*Required task 1*.
According to the supplied passage, why do colder than normal winter temperatures raise the Company's sales? Answer in one to three sentences.
*Required task 2*.
Gather every line of the records that contains the string "leopard". Case counts.
======== Supplied passage
SEASONALITY AND CYCLICALITY OF SALES

The Company's operating results vary significantly from quarter to quarter.
The Company's operations are concentrated in the Sunbelt region of the United
States.  Sales typically increase during the warmer months and peak in the
months of June, July and August.  Sales of HVACR equipment and replacement
components are also affected by atypical weather patterns in the regions served
by the Company.  Warmer than normal summer temperatures or colder than normal
winter temperatures cause increased stress on cooling and heating equipment.
Increased stress on equipment produces higher failure rates and therefore
increased sales volume of replacement equipment. Further, end-users' demand for
HVACR products is cyclical, and a significant percentage of the overall demand
in certain of the Company's markets, particularly Nevada and Colorado, is
related to new construction.  This demand is influenced by many of the same
national and regional economic and demographic factors which affect demand for
durable consumer goods, including consumer confidence, interest rates,
availability of financing, regional population, employment trends and general
economic conditions.  There can be


                                      5
<PAGE>   8
no assurance that the Company will not experience future declines in sales due
to weather patterns or an economic downturn or that such declines will not have
a material adverse effect on the Company's business and results of operations.

RISK ASSOCIATED WITH GROWTH STRATEGY

The Company's growth strategy contemplates both expansion of existing
operations and additional acquisitions.  As a result, the Company's ability to
sustain revenue growth is dependent, in part, upon whether it can develop
desirable expansion opportunities or acquire suitable acquisition candidates
and thereafter integrate or manage such expanded or acquired businesses
successfully.  Acquisitions involve certain risks, including those associated
with diversion of management attention and possible adverse effects on earnings
resulting from financing costs, increased goodwill amortization, the issuance
of additional securities and difficulties related to the integration of the
acquired businesses.  There can be no assurance that the Company will be able
to identify and complete or successfully integrate acquired businesses.  The
Company has no present agreements, commitments or understandings to acquire
other businesses.  Existing or future competitors may also seek to compete with
the Company for acquisition candidates, which could have the effect of
increasing the price for acquisitions or reducing the number of suitable
acquisition candidates.

In order to implement its growth strategy, the Company is likely to require
additional funding.   Future acquisitions could be financed by incurring
additional indebtedness or by the issuance of additional equity securities,
which could result in dilution to the purchasers of the Common Stock offered
hereby.  Any additional financing by the Company for any purpose, including
expansions or acquisitions, will generally require the consent of the Company's
existing lenders, and there can be no assurance that such consent will be
granted.
================
======== Items
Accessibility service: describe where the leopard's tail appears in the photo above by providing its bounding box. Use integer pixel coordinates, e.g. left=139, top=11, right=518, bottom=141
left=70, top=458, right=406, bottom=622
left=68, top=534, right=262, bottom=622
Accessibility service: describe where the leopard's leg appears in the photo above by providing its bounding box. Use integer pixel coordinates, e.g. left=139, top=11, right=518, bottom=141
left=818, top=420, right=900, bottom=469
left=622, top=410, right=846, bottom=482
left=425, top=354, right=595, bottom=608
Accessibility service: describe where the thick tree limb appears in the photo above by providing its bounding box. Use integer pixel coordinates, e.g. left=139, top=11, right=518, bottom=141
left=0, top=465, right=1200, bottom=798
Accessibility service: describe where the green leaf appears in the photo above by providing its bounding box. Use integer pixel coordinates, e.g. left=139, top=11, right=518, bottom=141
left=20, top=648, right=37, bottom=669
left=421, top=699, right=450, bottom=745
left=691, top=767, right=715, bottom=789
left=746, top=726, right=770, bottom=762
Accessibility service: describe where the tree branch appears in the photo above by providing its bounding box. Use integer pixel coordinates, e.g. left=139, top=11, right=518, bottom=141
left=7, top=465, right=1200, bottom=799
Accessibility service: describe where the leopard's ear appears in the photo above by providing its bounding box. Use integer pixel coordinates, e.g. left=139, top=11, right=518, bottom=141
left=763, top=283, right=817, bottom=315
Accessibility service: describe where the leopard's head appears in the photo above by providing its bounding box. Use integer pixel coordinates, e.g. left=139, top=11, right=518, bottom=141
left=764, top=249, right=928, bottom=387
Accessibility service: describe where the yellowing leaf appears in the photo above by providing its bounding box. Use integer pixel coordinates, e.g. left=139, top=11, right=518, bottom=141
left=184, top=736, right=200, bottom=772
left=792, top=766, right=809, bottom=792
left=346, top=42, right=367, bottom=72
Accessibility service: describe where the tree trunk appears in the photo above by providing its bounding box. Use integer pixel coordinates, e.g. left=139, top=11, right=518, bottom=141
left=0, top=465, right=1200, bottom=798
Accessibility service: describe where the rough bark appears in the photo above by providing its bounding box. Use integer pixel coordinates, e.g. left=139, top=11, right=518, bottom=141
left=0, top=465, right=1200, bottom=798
================
*Worked solution 1*.
Colder than normal winter temperatures put more stress on heating equipment. This stress leads to higher failure rates, which increases sales of replacement equipment.

*Worked solution 2*.
Accessibility service: describe where the leopard's tail appears in the photo above by providing its bounding box. Use integer pixel coordinates, e.g. left=139, top=11, right=518, bottom=141
Accessibility service: describe where the leopard's leg appears in the photo above by providing its bounding box. Use integer pixel coordinates, e.g. left=139, top=11, right=518, bottom=141
Accessibility service: describe where the leopard's ear appears in the photo above by providing its bounding box. Use integer pixel coordinates, e.g. left=139, top=11, right=518, bottom=141
Accessibility service: describe where the leopard's head appears in the photo above by providing its bounding box. Use integer pixel coordinates, e.g. left=139, top=11, right=518, bottom=141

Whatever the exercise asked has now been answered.